— Work required —
List every sum of money in pounds that appears in the article below about Usman Khan's legal aid.

— Text provided —
------

London Bridge terrorist Usman Khan given £350,000 in legal aid over gang plot to bomb Stock Exchange
LONDON Bridge terrorist Usman Khan was given more than £350,000 in legal aid to be represented for being part of a group that plotted to bomb the city’s stock exchange.
The fanatic, 28, was specifically given £12,000 of taxpayers’ cash to appeal his sentence - allowing him to be free on licence from prison when he carried out the horrific attack.
Khan killed two people and injured three others before being shot dead by armed cops in November last year.
In 2012 Khan was sentenced to indeterminate detention with a minimum jail term of eight years after pleading guilty to preparing terrorist acts - which included him wanting to establish a terrorist military training camp in Pakistan.
The Sun on Sunday can reveal that the monster was handed £341,460 for being represented at court - £217,324 for a barrister and £124,136 for a solicitor.
In 2013 the Court of Appeal controversially quashed Khan’s sentence - replacing it with a 16-year-fixed term of which half of which was to be served in prison.
He was given £12,000 in legal aid to successfully appeal. He was also handed £2,100 for a judicial review.
Six years later he went on to commit the horrific attack in which he killed Cambridge University graduates Jack Merritt, 25, and Saskia Jones, 23.
OUTRAGE
Mid Derbyshire Tory MP Pauline Latham slammed the handout.

------

— Provided records —
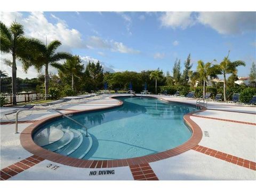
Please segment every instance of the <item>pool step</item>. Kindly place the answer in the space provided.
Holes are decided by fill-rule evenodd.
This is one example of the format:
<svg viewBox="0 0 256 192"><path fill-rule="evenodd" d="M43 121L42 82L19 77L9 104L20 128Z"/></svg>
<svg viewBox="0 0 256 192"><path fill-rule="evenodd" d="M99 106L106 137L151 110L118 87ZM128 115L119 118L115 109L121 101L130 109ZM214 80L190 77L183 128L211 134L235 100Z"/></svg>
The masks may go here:
<svg viewBox="0 0 256 192"><path fill-rule="evenodd" d="M61 129L61 130L64 132L64 134L61 139L43 148L51 151L55 151L68 145L73 139L74 133L67 129Z"/></svg>
<svg viewBox="0 0 256 192"><path fill-rule="evenodd" d="M75 151L72 153L70 157L81 159L84 157L90 151L92 146L92 139L91 135L88 133L88 137L86 137L86 132L83 130L78 130L82 133L83 137L83 143L81 147L77 149Z"/></svg>
<svg viewBox="0 0 256 192"><path fill-rule="evenodd" d="M72 131L74 135L73 139L69 145L62 148L60 150L56 150L55 152L61 155L68 156L75 151L81 145L83 140L82 133L73 129L70 129L69 130Z"/></svg>

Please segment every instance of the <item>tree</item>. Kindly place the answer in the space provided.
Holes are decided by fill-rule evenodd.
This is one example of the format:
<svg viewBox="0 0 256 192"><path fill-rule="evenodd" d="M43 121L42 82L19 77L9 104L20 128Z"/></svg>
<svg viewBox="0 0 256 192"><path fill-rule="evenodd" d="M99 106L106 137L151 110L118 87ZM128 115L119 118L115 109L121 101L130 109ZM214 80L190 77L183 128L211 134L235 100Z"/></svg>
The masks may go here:
<svg viewBox="0 0 256 192"><path fill-rule="evenodd" d="M215 61L214 59L213 61ZM206 63L204 63L202 60L199 60L197 62L197 70L199 74L199 79L202 80L203 82L203 94L205 95L205 82L209 76L215 76L215 71L213 68L211 67L211 62L208 62Z"/></svg>
<svg viewBox="0 0 256 192"><path fill-rule="evenodd" d="M82 61L79 56L75 55L71 59L67 59L60 67L59 75L61 78L64 77L71 77L72 90L75 88L75 78L81 78L82 75L84 65L81 65L81 62Z"/></svg>
<svg viewBox="0 0 256 192"><path fill-rule="evenodd" d="M175 61L174 66L173 68L173 79L175 82L175 84L178 85L180 83L180 77L181 74L180 73L180 59L178 60L176 59Z"/></svg>
<svg viewBox="0 0 256 192"><path fill-rule="evenodd" d="M223 60L218 65L214 66L218 71L217 74L222 74L224 77L224 83L223 86L223 92L224 94L224 101L227 100L227 82L226 76L228 74L234 74L237 71L236 68L238 66L245 66L245 63L241 60L237 60L231 62L228 59L230 51L228 51L228 55L224 58Z"/></svg>
<svg viewBox="0 0 256 192"><path fill-rule="evenodd" d="M234 87L235 85L235 82L237 80L238 80L238 78L236 71L236 73L233 73L228 78L227 85L230 87Z"/></svg>
<svg viewBox="0 0 256 192"><path fill-rule="evenodd" d="M0 70L0 77L1 78L8 77L8 74L4 70Z"/></svg>
<svg viewBox="0 0 256 192"><path fill-rule="evenodd" d="M173 77L170 75L169 71L166 72L166 85L168 86L172 86L173 85Z"/></svg>
<svg viewBox="0 0 256 192"><path fill-rule="evenodd" d="M197 71L188 71L188 76L190 79L191 87L194 87L196 85L196 81L200 78L200 75Z"/></svg>
<svg viewBox="0 0 256 192"><path fill-rule="evenodd" d="M150 73L150 78L155 78L156 81L156 94L157 94L157 79L159 79L163 76L163 72L160 71L159 69L152 71Z"/></svg>
<svg viewBox="0 0 256 192"><path fill-rule="evenodd" d="M189 53L188 57L187 58L187 60L184 62L184 66L185 68L183 71L182 74L182 83L184 85L187 85L188 83L189 80L188 73L193 66L193 65L190 64L190 53Z"/></svg>
<svg viewBox="0 0 256 192"><path fill-rule="evenodd" d="M17 70L16 59L21 61L35 56L35 45L38 40L28 38L23 36L23 26L16 22L13 22L10 27L7 27L0 21L1 52L10 53L12 61L5 60L5 63L12 68L12 92L13 95L12 104L16 105Z"/></svg>
<svg viewBox="0 0 256 192"><path fill-rule="evenodd" d="M90 86L93 90L98 90L103 87L103 68L99 61L96 64L93 61L89 61L86 66L85 75L87 78L88 83L91 84Z"/></svg>
<svg viewBox="0 0 256 192"><path fill-rule="evenodd" d="M252 64L249 77L250 84L255 86L256 85L256 66L254 62Z"/></svg>
<svg viewBox="0 0 256 192"><path fill-rule="evenodd" d="M47 100L49 89L49 67L52 67L60 69L61 65L58 62L62 59L68 59L72 58L72 55L65 52L55 53L56 50L61 45L61 43L58 40L54 40L45 45L39 42L37 45L38 51L36 58L30 58L23 62L23 68L26 72L28 68L32 66L35 67L37 71L41 71L43 67L45 67L45 100Z"/></svg>

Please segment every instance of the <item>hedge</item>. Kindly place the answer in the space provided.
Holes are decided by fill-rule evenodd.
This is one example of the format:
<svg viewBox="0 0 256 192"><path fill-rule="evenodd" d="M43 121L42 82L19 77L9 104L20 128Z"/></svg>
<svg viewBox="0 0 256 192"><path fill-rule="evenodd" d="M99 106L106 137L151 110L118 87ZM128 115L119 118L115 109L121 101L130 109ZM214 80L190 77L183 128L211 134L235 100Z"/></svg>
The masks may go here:
<svg viewBox="0 0 256 192"><path fill-rule="evenodd" d="M256 95L256 88L245 88L240 92L239 100L242 102L249 102L253 95Z"/></svg>

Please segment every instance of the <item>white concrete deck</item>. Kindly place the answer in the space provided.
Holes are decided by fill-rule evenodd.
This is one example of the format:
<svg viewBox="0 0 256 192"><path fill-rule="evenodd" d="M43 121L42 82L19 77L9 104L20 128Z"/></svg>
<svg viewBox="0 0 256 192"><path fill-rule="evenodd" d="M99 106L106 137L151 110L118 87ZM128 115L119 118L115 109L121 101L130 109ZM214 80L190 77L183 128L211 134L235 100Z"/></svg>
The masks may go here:
<svg viewBox="0 0 256 192"><path fill-rule="evenodd" d="M127 95L127 94L118 94ZM111 95L102 95L93 98L71 100L51 106L51 108L67 110L85 110L102 107L113 106L119 103L118 100L110 99ZM140 94L138 94L140 95ZM184 98L155 95L165 100L195 104L195 99ZM200 116L256 123L255 107L244 107L238 105L210 102L209 109L198 113ZM4 111L8 110L6 108ZM1 113L2 110L1 109ZM66 113L70 111L62 110ZM19 121L38 120L55 115L51 111L24 111L20 114ZM14 122L15 114L1 115L1 122ZM255 126L213 119L191 117L203 132L203 138L198 145L255 162L256 161ZM21 132L31 123L19 124ZM14 134L14 124L1 125L1 169L10 166L33 155L21 146L20 134ZM205 137L204 131L209 132ZM52 164L59 166L54 170L47 167ZM222 161L209 155L190 150L178 156L149 163L159 180L255 180L255 171ZM91 171L99 169L77 168L44 160L36 165L19 173L9 180L133 180L129 166L101 169L114 170L115 174L89 176Z"/></svg>

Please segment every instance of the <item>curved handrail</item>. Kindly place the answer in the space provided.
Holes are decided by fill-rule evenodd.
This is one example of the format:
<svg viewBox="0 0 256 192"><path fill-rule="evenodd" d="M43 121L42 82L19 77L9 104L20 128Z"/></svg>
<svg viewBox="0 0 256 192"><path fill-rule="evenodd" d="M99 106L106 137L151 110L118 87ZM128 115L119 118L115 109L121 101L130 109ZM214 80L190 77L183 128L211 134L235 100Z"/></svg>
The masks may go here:
<svg viewBox="0 0 256 192"><path fill-rule="evenodd" d="M20 112L25 111L25 110L53 110L54 111L59 113L60 114L62 115L62 116L65 116L65 117L67 117L69 119L70 119L71 121L73 121L76 124L78 124L79 125L82 126L83 127L85 128L86 131L86 137L88 137L88 131L87 131L87 127L84 126L84 125L82 124L81 123L79 123L78 122L76 121L76 120L73 119L72 118L69 117L68 115L63 114L63 113L60 112L59 110L57 110L53 108L50 108L50 109L20 109L19 110L17 113L16 113L16 118L15 118L15 133L18 133L18 116L19 116L19 113Z"/></svg>

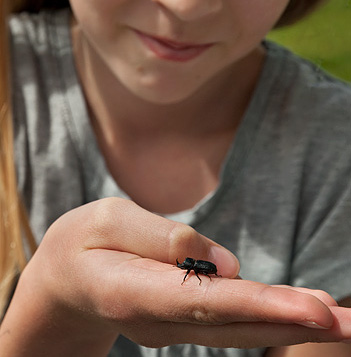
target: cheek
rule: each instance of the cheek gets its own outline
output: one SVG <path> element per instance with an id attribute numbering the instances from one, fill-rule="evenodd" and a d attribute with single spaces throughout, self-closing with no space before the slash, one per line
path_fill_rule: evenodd
<path id="1" fill-rule="evenodd" d="M 290 0 L 232 1 L 233 27 L 242 36 L 264 37 L 279 20 Z"/>

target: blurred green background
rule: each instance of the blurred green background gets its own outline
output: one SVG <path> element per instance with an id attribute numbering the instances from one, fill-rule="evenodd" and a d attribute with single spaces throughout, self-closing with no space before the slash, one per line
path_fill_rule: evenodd
<path id="1" fill-rule="evenodd" d="M 351 82 L 351 0 L 329 0 L 296 25 L 272 31 L 268 38 Z"/>

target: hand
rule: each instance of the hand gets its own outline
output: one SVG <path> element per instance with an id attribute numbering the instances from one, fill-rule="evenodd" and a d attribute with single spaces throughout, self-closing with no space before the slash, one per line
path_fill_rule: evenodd
<path id="1" fill-rule="evenodd" d="M 199 286 L 190 274 L 181 285 L 175 261 L 187 256 L 212 261 L 223 278 L 203 277 Z M 234 279 L 238 273 L 231 253 L 188 226 L 130 201 L 90 203 L 48 230 L 1 326 L 0 354 L 102 355 L 119 333 L 152 347 L 351 338 L 351 313 L 328 294 Z"/>

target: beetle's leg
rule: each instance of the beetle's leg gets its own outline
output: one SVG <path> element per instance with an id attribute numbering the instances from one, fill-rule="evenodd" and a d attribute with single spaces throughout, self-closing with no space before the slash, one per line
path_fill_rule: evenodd
<path id="1" fill-rule="evenodd" d="M 184 275 L 184 279 L 183 279 L 181 285 L 184 284 L 184 281 L 185 281 L 186 277 L 188 276 L 188 274 L 190 273 L 190 270 L 191 270 L 191 269 L 188 269 L 188 270 L 186 271 L 186 274 Z"/>
<path id="2" fill-rule="evenodd" d="M 200 280 L 199 285 L 201 285 L 202 280 L 200 279 L 199 275 L 197 274 L 197 272 L 196 272 L 195 270 L 194 270 L 194 273 L 195 273 L 195 275 L 197 276 L 197 278 Z"/>
<path id="3" fill-rule="evenodd" d="M 212 281 L 212 279 L 211 279 L 211 277 L 208 275 L 208 273 L 203 272 L 202 274 L 208 276 L 208 277 L 210 278 L 210 281 Z"/>

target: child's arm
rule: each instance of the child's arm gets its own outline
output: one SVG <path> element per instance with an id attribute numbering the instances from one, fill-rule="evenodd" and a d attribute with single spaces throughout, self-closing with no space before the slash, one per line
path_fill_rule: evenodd
<path id="1" fill-rule="evenodd" d="M 187 256 L 212 261 L 223 278 L 199 286 L 190 274 L 181 285 L 175 261 Z M 327 294 L 228 279 L 238 271 L 235 257 L 188 226 L 130 201 L 90 203 L 50 227 L 24 270 L 0 327 L 0 355 L 101 356 L 119 333 L 150 347 L 351 338 L 351 311 Z M 299 325 L 333 319 L 340 329 Z"/>

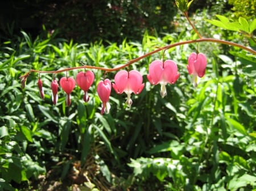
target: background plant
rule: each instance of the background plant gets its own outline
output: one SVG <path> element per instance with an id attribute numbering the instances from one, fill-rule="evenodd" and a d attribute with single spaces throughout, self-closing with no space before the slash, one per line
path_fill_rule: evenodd
<path id="1" fill-rule="evenodd" d="M 205 12 L 203 18 L 207 15 Z M 200 33 L 245 40 L 238 32 L 216 29 L 196 16 Z M 28 69 L 55 70 L 80 66 L 81 62 L 113 68 L 156 45 L 196 39 L 191 29 L 180 29 L 187 24 L 180 15 L 177 18 L 180 24 L 176 33 L 163 38 L 146 33 L 141 44 L 126 40 L 108 45 L 78 44 L 57 39 L 54 33 L 33 40 L 24 32 L 18 39 L 3 43 L 1 189 L 42 190 L 47 181 L 62 181 L 73 188 L 74 184 L 85 182 L 79 187 L 89 190 L 255 189 L 256 70 L 255 57 L 247 52 L 199 43 L 208 65 L 205 77 L 195 89 L 186 65 L 197 45 L 166 50 L 164 58 L 177 62 L 181 78 L 167 86 L 164 99 L 160 87 L 150 86 L 146 79 L 148 63 L 161 59 L 162 53 L 145 58 L 130 66 L 139 70 L 146 82 L 142 94 L 132 98 L 132 107 L 124 103 L 125 96 L 112 92 L 110 113 L 103 116 L 96 88 L 103 71 L 92 70 L 96 80 L 89 90 L 90 100 L 84 103 L 83 92 L 76 87 L 68 108 L 61 90 L 57 105 L 52 105 L 51 75 L 40 74 L 44 100 L 36 86 L 38 74 L 30 74 L 26 90 L 20 88 L 18 78 Z M 246 43 L 254 47 L 253 41 Z M 79 71 L 68 72 L 68 75 Z M 114 74 L 106 75 L 113 79 Z M 39 174 L 45 174 L 46 181 L 41 180 L 36 188 L 33 182 Z"/>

------

— Written answer —
£350,000
£12,000
£341,460
£217,324
£124,136
£2,100